Data shown:
----------
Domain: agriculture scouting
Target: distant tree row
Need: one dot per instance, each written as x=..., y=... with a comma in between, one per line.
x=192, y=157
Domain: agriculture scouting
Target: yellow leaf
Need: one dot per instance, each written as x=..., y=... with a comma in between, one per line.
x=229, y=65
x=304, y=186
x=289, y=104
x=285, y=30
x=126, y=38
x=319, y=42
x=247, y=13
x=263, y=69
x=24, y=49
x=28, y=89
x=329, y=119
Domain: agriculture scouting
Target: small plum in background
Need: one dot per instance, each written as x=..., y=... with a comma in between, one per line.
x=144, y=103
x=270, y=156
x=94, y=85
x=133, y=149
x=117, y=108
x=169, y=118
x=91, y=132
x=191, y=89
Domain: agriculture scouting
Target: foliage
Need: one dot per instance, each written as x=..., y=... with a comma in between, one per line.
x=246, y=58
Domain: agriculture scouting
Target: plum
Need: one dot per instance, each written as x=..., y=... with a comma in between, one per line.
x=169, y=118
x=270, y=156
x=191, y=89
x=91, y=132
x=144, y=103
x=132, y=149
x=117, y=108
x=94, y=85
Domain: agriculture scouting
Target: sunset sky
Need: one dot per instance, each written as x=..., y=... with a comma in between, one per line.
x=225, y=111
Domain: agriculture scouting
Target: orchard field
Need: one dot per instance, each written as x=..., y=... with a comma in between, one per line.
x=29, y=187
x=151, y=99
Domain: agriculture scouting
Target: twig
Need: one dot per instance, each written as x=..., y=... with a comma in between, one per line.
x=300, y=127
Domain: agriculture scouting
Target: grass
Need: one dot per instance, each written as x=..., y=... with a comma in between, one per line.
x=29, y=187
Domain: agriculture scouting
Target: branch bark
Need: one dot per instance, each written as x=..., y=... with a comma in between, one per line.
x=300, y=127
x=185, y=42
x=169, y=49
----------
Work instructions:
Copy the listing above word for word, from its first line through the line that contains "x=151, y=99", including that line.

Complete response:
Domain: agriculture scouting
Target: distant tree row
Need: one dot per instance, each written as x=..., y=... with a comma in between, one per line.
x=192, y=157
Domain: agriculture scouting
Target: yellow leaf
Need: one dot per instance, each written as x=..., y=... with a comma in between, one per line.
x=229, y=65
x=304, y=186
x=289, y=104
x=285, y=30
x=126, y=38
x=319, y=42
x=247, y=13
x=263, y=69
x=24, y=49
x=28, y=89
x=329, y=119
Domain: agriculture scouting
Target: small plum in background
Need: one dot per instance, each written as x=..., y=... with a comma in between, one per line.
x=144, y=103
x=270, y=156
x=94, y=85
x=133, y=149
x=117, y=108
x=169, y=118
x=91, y=132
x=191, y=89
Domain: agriculture scouting
Target: foliage
Need: one dot per instance, each written as x=..., y=... with a comma in between, one per line.
x=246, y=58
Domain: agriculture scouting
Target: plum
Need: one dot per instance, each written as x=..., y=... with a comma in between, one per line.
x=169, y=118
x=270, y=156
x=191, y=89
x=91, y=132
x=144, y=103
x=132, y=149
x=117, y=108
x=94, y=85
Domain: agriculture scouting
Target: sunset sky
Need: one dot per instance, each written as x=..., y=... with a comma in between, one per line.
x=225, y=111
Domain: agriculture scouting
Target: orchard field
Need: one dot per instance, each written as x=..., y=... with a comma in between, one per line.
x=29, y=187
x=151, y=99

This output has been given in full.